### EXERCISE DATA

-- BEGIN --

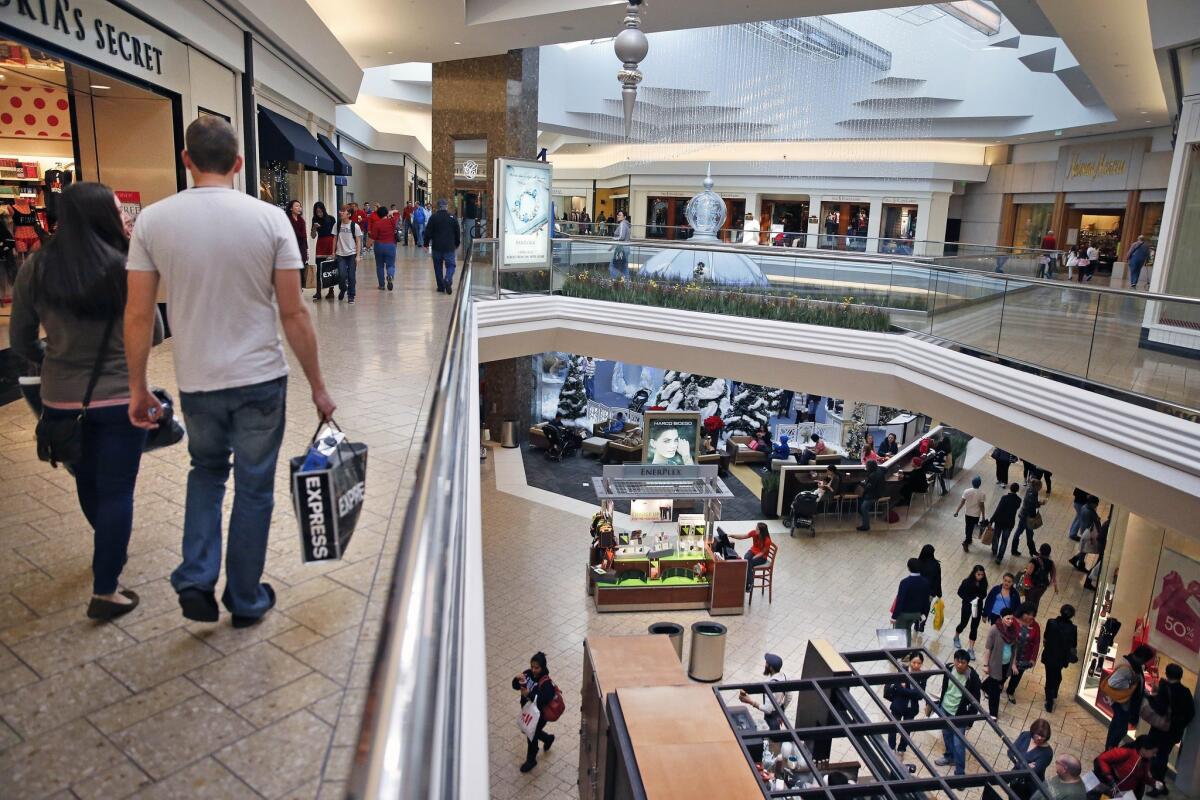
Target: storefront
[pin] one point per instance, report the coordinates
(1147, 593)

-- END --
-- BEGIN --

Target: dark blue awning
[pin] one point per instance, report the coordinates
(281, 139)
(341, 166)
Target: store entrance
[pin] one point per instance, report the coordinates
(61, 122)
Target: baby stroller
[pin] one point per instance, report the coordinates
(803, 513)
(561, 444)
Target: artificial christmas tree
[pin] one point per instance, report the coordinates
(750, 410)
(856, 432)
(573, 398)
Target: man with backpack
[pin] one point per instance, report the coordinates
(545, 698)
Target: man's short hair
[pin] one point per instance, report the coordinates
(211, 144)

-- END --

### TASK DETAILS
Scale the rows starting with the line that contains "Target: storefront" and going on through the line that contains "(1147, 593)", both ends included. Write those lines out again, requests and all, with every point coordinate in the answers multiplied by 2.6 and rounded to a whole number, halves rounding up.

### CORRECT ANSWER
Target: storefront
[pin] one point per instance, report the coordinates
(2982, 1542)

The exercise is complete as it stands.